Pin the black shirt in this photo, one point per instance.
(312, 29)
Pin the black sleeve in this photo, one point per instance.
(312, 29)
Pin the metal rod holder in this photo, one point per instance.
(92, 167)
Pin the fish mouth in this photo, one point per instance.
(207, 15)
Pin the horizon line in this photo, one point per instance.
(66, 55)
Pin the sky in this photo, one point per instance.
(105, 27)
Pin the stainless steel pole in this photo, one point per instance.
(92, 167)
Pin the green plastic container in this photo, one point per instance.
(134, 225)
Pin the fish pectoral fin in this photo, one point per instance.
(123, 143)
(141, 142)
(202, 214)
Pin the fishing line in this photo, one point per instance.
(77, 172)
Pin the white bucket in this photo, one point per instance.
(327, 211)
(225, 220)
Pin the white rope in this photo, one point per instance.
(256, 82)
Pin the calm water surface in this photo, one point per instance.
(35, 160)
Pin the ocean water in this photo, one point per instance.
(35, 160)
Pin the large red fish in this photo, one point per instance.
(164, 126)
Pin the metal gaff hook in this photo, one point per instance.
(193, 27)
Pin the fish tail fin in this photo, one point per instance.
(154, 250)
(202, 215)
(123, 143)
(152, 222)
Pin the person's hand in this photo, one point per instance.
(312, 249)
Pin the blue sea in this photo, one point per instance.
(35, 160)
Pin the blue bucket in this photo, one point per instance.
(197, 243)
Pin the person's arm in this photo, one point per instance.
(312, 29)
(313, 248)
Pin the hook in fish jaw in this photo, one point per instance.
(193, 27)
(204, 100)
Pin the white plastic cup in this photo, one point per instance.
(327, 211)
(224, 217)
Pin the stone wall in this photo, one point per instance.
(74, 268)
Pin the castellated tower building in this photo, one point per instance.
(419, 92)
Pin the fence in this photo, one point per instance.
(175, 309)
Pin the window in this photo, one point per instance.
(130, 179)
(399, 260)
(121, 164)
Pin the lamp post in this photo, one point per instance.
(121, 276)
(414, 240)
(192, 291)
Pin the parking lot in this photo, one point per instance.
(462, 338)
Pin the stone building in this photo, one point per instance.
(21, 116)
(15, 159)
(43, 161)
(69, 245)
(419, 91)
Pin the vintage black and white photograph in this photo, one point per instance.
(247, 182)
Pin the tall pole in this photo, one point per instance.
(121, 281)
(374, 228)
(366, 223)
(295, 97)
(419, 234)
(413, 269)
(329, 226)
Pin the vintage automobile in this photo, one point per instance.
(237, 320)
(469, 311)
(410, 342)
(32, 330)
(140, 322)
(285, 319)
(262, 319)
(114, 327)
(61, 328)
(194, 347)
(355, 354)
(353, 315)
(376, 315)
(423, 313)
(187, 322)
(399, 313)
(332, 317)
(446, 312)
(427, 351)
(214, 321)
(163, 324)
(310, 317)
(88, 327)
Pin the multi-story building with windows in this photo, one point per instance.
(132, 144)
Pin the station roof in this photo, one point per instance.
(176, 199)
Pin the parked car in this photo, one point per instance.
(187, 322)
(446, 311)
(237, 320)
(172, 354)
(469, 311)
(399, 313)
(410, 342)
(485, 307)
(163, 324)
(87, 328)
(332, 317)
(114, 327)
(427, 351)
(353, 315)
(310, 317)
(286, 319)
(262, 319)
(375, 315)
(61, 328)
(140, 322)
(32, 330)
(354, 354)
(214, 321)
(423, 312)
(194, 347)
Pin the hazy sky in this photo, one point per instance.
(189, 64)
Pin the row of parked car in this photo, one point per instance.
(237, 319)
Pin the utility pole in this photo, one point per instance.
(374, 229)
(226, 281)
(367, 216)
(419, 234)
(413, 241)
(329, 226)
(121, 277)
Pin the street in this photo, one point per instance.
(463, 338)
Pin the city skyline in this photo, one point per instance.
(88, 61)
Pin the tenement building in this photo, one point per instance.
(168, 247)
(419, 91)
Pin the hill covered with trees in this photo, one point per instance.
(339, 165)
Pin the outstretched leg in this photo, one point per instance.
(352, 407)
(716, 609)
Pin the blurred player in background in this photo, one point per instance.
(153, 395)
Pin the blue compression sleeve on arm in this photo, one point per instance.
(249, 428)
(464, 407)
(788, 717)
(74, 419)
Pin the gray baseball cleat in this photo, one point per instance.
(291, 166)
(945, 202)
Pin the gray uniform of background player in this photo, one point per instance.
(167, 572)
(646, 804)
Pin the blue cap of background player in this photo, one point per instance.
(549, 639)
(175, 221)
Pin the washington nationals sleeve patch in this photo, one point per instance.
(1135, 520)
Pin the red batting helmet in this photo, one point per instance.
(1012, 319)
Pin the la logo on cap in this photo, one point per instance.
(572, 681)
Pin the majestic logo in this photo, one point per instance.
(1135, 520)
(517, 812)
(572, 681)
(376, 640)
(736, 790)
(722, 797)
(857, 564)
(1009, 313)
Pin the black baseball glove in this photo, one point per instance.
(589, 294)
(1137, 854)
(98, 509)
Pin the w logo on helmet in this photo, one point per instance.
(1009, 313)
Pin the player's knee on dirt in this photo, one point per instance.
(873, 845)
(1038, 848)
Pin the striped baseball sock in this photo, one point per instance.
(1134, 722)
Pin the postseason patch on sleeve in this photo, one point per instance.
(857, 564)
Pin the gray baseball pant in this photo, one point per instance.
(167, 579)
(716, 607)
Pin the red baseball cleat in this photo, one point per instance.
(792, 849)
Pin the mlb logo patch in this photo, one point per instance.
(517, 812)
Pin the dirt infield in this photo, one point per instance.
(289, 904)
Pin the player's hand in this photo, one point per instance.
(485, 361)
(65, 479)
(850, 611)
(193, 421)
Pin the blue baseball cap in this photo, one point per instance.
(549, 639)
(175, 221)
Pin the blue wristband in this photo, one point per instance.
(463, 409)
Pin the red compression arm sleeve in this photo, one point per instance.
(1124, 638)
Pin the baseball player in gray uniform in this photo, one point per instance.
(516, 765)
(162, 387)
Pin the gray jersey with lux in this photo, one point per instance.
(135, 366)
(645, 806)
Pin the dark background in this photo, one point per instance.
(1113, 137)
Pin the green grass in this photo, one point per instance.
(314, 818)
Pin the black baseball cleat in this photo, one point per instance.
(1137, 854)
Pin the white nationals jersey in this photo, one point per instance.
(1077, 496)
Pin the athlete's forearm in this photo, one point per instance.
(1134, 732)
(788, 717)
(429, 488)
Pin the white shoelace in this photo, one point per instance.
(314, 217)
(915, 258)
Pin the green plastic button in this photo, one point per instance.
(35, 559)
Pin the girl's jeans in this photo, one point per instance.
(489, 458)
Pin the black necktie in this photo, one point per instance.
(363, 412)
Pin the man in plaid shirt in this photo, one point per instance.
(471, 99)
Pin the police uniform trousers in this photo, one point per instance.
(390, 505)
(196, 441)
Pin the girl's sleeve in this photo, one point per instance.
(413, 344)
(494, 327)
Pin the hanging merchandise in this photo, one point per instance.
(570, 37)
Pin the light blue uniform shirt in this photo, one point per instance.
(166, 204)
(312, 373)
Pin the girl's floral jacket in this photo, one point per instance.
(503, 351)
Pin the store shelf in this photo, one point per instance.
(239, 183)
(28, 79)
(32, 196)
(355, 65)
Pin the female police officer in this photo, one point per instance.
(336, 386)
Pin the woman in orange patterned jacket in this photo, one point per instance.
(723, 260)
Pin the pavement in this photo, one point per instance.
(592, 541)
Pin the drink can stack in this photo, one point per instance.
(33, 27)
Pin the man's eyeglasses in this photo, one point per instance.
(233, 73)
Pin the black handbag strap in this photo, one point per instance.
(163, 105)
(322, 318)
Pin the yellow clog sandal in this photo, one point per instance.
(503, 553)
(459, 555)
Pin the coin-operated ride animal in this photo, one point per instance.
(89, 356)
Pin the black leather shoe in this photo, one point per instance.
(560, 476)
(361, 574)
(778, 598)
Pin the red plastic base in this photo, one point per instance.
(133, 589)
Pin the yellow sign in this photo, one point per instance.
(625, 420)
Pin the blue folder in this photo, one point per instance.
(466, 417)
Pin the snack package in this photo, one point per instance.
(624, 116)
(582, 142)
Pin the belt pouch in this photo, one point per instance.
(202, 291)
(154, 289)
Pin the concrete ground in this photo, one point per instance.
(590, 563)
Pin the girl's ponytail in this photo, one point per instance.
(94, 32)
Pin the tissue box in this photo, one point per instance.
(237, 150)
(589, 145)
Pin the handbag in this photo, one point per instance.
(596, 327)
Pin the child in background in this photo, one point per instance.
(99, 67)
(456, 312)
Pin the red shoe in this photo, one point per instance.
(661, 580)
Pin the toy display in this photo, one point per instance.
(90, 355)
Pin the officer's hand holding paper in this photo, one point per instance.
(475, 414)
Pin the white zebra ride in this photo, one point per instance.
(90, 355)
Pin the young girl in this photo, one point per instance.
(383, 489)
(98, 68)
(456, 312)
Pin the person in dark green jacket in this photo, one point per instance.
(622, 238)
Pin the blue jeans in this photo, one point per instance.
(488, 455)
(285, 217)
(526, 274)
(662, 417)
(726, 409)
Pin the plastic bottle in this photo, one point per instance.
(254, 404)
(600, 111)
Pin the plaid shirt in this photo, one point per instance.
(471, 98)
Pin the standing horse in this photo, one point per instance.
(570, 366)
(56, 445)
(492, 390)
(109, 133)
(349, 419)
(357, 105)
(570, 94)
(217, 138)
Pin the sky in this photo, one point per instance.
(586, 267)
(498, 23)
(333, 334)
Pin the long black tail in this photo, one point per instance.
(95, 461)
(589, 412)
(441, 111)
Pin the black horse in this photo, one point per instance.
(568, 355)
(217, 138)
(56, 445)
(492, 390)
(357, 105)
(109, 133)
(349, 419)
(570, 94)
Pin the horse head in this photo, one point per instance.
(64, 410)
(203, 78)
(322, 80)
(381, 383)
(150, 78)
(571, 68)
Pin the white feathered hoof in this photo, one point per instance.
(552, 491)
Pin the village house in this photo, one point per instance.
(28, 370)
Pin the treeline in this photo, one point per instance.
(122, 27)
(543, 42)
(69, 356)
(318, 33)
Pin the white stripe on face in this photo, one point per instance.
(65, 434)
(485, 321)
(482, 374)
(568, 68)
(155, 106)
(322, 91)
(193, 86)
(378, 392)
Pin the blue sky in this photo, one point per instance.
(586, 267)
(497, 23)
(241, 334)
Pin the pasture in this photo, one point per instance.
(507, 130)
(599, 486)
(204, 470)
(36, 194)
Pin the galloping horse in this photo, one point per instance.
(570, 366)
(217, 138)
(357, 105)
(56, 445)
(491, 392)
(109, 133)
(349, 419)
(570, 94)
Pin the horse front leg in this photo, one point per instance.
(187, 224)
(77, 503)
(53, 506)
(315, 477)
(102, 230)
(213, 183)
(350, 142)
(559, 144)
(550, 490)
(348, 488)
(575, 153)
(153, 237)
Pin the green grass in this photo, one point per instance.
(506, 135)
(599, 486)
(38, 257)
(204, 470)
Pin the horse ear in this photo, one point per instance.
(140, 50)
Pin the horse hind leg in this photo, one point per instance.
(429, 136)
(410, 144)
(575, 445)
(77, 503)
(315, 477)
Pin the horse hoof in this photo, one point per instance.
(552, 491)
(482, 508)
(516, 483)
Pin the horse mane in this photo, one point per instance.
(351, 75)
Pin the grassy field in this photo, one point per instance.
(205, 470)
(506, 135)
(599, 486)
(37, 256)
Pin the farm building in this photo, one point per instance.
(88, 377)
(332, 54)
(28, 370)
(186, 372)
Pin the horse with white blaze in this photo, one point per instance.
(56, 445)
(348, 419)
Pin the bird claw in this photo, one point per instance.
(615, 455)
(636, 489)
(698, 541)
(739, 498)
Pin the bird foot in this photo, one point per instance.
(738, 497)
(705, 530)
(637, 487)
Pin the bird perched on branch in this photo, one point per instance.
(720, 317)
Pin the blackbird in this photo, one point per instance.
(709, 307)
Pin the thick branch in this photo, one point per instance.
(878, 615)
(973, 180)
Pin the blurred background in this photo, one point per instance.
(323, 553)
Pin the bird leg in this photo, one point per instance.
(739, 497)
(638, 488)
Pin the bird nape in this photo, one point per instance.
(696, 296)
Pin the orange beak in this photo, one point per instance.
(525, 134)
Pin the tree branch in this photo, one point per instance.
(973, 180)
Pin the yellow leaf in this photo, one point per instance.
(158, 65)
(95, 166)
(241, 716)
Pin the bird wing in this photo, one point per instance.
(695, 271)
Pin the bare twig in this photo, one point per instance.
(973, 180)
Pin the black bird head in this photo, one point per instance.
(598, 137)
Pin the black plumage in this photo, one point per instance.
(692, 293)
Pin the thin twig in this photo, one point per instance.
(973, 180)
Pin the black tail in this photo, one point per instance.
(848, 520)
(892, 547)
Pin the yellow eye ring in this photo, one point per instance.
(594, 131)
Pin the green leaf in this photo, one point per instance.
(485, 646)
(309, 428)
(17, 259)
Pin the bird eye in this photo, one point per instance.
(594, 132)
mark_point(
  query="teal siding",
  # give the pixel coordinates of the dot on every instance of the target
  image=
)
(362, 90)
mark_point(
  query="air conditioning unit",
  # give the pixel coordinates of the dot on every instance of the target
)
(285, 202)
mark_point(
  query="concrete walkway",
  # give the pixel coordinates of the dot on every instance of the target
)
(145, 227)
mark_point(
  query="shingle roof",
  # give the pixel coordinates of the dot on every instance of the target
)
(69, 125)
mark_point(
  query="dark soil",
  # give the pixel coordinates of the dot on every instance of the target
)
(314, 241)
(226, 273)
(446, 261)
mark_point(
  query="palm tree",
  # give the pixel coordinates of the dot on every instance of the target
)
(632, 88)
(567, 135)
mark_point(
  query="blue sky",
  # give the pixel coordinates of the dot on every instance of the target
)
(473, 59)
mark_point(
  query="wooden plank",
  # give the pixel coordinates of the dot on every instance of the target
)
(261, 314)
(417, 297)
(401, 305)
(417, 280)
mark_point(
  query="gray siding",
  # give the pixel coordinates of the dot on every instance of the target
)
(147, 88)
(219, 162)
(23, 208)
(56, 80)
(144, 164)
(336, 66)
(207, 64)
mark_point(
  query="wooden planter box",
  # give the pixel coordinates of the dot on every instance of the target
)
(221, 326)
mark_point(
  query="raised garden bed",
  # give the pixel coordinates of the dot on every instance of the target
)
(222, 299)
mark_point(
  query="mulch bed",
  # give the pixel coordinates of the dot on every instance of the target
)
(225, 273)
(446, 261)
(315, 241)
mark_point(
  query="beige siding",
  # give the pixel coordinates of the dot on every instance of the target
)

------------------------------

▸ **PROBLEM REQUIREMENTS**: Counting the lines of the listing above, how many contain the string "head"? Reply with the number alone.

▸ **OUTPUT BELOW**: 2